── Data to process
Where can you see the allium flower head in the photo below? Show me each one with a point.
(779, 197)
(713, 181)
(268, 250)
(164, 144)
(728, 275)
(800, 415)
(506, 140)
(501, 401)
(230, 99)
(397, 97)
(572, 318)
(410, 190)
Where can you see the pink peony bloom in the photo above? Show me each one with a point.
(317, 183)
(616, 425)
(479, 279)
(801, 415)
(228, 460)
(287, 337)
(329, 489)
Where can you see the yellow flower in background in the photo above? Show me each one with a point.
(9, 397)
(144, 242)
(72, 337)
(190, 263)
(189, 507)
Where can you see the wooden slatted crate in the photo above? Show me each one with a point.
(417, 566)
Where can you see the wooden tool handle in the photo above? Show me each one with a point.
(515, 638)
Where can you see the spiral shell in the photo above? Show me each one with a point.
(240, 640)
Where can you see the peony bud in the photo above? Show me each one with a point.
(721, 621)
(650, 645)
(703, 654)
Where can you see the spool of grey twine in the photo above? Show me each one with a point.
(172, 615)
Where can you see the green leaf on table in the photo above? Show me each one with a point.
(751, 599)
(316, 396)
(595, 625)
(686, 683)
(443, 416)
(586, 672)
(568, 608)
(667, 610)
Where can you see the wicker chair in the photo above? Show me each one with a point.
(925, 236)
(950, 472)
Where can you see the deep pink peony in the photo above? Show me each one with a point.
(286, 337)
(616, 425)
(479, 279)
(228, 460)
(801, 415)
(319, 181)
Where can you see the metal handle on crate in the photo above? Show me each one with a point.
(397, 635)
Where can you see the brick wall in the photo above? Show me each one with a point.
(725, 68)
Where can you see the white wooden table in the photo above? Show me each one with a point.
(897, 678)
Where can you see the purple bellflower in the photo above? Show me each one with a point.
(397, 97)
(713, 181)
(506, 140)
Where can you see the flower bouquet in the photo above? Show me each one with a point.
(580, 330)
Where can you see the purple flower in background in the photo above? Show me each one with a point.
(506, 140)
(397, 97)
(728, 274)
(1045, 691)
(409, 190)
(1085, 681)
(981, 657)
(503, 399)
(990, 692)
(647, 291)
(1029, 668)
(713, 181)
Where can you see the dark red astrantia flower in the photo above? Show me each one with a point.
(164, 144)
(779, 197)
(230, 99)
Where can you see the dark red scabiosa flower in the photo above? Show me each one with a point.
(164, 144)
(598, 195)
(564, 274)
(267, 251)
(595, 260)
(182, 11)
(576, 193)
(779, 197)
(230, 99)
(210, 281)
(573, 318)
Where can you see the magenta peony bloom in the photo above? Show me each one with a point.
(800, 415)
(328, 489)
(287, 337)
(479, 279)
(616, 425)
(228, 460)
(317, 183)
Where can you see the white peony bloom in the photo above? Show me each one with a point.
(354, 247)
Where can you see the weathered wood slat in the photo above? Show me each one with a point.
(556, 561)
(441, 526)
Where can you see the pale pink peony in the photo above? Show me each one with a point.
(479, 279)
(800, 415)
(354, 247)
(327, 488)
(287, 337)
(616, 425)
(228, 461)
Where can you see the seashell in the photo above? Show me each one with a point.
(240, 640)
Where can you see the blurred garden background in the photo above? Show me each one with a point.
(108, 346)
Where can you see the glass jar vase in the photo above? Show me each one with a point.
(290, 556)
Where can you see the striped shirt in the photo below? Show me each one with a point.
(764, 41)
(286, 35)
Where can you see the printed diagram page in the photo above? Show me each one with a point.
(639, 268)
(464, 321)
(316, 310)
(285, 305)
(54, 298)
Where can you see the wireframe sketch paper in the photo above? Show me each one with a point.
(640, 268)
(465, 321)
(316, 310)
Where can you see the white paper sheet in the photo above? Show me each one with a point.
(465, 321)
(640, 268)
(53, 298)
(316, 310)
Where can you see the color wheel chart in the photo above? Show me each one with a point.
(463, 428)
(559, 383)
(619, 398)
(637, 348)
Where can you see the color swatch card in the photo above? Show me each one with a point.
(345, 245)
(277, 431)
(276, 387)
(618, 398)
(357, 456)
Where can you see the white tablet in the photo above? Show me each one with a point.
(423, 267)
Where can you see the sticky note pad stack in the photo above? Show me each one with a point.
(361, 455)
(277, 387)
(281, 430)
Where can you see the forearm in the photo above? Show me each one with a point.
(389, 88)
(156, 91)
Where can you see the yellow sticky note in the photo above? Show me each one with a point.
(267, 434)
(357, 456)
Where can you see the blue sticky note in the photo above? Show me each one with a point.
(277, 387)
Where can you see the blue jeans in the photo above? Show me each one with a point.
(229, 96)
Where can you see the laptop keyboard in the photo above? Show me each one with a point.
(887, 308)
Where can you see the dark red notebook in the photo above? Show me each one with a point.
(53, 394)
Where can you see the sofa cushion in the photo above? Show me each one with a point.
────
▸ **Short problem**: All of the entries above must be quoted exactly.

▸ **Written response**:
Where can you see the allium flower head in the photo below? Show me each one with a point.
(779, 197)
(713, 181)
(268, 250)
(164, 144)
(728, 275)
(800, 415)
(506, 140)
(501, 401)
(230, 99)
(397, 97)
(572, 318)
(410, 190)
Where can you see the pink peony bloom in the photo above? Show me each one with a point.
(317, 183)
(616, 425)
(479, 279)
(801, 415)
(228, 460)
(287, 337)
(329, 489)
Where can you see the yellow flower in background in the photo above? Show me each one with a point.
(9, 397)
(144, 242)
(72, 337)
(190, 263)
(189, 507)
Where can you see the wooden slatted crate in the photo above? Show me each one with a point.
(417, 566)
Where can you see the wooden tool handle in the photo above? Show me each one with a point.
(515, 638)
Where can you see the spiral shell in the photo above? Show me each one with a point.
(240, 640)
Where can you see the peony bud in the photo above? Show me each one with a point.
(721, 621)
(650, 645)
(703, 654)
Where can you see the spool of grey twine in the photo above? Show me each one with a point.
(172, 615)
Where can you see the green leaf on table in the photo above? Show me each one with a point.
(751, 599)
(316, 396)
(595, 625)
(686, 683)
(443, 416)
(586, 672)
(568, 608)
(667, 610)
Where can you see the wicker chair in the photo above? Show me each one with a point.
(925, 236)
(950, 472)
Where can you see the deep pink peony in the photo above? Show me each one with a point.
(286, 337)
(616, 425)
(479, 279)
(228, 460)
(801, 415)
(319, 181)
Where can you see the metal handle on crate in the photo above? Show me each one with a point.
(397, 635)
Where can you see the brick wall in the photo above? Show me each one with a point.
(725, 68)
Where can you see the white wooden table in the photo above? Show me each one with a point.
(897, 678)
Where can you see the purple bellflower in the photo above? Show me each one with a point.
(397, 97)
(713, 181)
(506, 140)
Where can you see the flower bouquet in the photo above? Show me each one with a point.
(580, 330)
Where can you see the purple flower in background in the photo above? Show me each one with a point.
(506, 140)
(397, 97)
(728, 274)
(1045, 691)
(409, 190)
(1085, 681)
(981, 657)
(503, 399)
(990, 692)
(647, 291)
(1029, 668)
(713, 181)
Where can you see the dark red astrantia flower in the photo above? Show me each one with a point.
(164, 144)
(779, 197)
(230, 99)
Where can you see the dark red scabiosa flower in the photo above? Show me each one with a point.
(164, 144)
(598, 195)
(564, 274)
(267, 251)
(595, 260)
(182, 11)
(576, 193)
(779, 197)
(230, 99)
(210, 281)
(573, 318)
Where can you see the magenta peony bloom in the photo above? Show me each one with a point.
(800, 415)
(328, 489)
(287, 337)
(479, 279)
(616, 425)
(228, 460)
(317, 183)
Where can you see the white peony bloom in the photo above? Show me each one with a point.
(354, 247)
Where can you see the weathered wood slat in the photo above? Show me each one with a point.
(556, 561)
(441, 526)
Where can you see the pale pink peony in the photo above? Show me each one with a point.
(479, 279)
(800, 415)
(354, 247)
(327, 488)
(287, 337)
(616, 425)
(228, 461)
Where can you see the seashell in the photo above? Show me each one with a point.
(240, 640)
Where can you see the blurred garden background in the photo above? Show me each one with a point.
(108, 346)
Where can you see the glass jar vase in the photo above? Show me each one with a point.
(290, 556)
Where can you see the striped shirt in the photo below? Show me each one with a point.
(764, 41)
(286, 35)
Where can you see the printed diagram page in the photo above? Show me each one with a point.
(639, 268)
(464, 321)
(316, 310)
(285, 305)
(54, 298)
Where can you see the wireframe sketch paper in the photo above? Show me each one with a point.
(640, 268)
(465, 321)
(316, 310)
Where can you see the white paper sheet in the photo above? Show me each one with a point.
(465, 321)
(640, 268)
(53, 298)
(316, 310)
Where can you see the color wheel chart in the photo above? Show me each one with a point.
(463, 428)
(559, 383)
(619, 398)
(637, 348)
Where can you see the color swatch card in the photo above? Show me each one with a point.
(345, 245)
(277, 431)
(276, 387)
(618, 398)
(357, 456)
Where can you see the white tablet in the photo above? Show me each one with a point.
(423, 267)
Where can you see the sticky note pad stack in the photo above? Show me each one with a point.
(361, 455)
(277, 387)
(281, 430)
Where can you see the forearm in the photo above? Show me each one with a point.
(389, 88)
(156, 91)
Where can you see the yellow sticky note in the photo above? Show me each one with a point.
(267, 434)
(357, 456)
Where can you see the blue sticky note in the photo above? Show me each one with a point.
(277, 387)
Where can you see the blue jeans in the photo above? Show me each one with a point.
(229, 96)
Where can you see the laptop keyboard in the photo above? Show me each one with a point.
(887, 308)
Where can you see the dark red notebook in the photo above? Show me each one with a point.
(53, 394)
Where can you see the sofa cushion in the photo above? Show me each one with a point.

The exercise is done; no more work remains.